# Start of Records for the exercise

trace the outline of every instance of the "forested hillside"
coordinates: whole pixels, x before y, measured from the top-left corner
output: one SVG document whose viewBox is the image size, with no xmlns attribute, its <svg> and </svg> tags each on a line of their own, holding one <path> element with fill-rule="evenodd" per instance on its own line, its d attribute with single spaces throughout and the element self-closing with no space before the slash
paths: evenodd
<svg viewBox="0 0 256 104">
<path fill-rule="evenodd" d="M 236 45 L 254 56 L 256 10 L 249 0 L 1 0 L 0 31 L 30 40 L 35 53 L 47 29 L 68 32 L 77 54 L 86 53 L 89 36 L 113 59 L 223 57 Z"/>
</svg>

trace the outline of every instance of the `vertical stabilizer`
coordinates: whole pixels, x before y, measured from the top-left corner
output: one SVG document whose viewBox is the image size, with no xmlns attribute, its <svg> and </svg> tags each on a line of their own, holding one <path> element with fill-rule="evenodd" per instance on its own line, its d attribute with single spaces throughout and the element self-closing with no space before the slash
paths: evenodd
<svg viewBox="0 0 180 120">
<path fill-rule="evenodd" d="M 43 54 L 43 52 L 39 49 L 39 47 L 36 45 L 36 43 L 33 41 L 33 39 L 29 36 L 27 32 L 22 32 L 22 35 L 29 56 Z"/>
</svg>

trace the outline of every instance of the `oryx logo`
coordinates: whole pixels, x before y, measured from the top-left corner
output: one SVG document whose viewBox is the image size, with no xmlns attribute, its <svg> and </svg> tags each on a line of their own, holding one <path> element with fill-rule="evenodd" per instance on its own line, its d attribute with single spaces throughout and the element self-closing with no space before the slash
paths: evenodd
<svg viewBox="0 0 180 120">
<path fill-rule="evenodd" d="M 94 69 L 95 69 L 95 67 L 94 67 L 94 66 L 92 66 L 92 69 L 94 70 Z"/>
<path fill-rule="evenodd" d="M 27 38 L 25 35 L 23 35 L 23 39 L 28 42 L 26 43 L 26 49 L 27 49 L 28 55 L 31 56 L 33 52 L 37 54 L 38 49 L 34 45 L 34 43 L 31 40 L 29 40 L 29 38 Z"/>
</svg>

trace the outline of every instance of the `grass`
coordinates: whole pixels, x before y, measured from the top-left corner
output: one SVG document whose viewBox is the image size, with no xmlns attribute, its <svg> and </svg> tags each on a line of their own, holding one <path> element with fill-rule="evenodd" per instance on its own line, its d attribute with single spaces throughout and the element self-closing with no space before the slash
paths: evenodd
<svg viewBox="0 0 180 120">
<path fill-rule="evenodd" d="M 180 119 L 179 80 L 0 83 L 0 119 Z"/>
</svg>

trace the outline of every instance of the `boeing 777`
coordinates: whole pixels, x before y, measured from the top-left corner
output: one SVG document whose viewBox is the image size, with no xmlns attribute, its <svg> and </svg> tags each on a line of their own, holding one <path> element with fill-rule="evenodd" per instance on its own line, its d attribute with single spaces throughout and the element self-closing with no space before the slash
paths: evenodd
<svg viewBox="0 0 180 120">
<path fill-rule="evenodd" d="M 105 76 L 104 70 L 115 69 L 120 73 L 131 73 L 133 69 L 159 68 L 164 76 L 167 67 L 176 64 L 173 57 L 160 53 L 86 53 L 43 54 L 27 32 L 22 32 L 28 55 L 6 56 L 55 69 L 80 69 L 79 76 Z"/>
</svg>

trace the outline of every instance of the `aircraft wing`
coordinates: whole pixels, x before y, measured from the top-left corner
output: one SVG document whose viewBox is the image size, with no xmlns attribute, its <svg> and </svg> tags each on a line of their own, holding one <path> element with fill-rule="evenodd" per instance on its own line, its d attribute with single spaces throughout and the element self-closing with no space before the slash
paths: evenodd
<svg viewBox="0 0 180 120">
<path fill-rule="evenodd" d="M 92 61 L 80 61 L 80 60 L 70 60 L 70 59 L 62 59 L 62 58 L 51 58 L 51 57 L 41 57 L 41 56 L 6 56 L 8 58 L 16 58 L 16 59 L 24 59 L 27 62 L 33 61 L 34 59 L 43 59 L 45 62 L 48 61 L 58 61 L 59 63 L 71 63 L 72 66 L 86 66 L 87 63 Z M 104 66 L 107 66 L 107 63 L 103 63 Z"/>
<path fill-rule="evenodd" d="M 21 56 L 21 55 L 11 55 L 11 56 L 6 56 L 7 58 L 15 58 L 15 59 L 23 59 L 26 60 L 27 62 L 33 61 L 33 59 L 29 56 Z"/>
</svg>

# End of Records for the exercise

* _Exercise goal_
List every line of the material that contains the word "trace", copying each one in full.

* _Correct response_
trace the outline of every instance of the "forested hillside"
trace the outline of every instance of the `vertical stabilizer`
trace the outline of every instance of the `oryx logo`
trace the outline of every instance of the `grass`
trace the outline of every instance of the `boeing 777`
trace the outline of every instance of the `aircraft wing`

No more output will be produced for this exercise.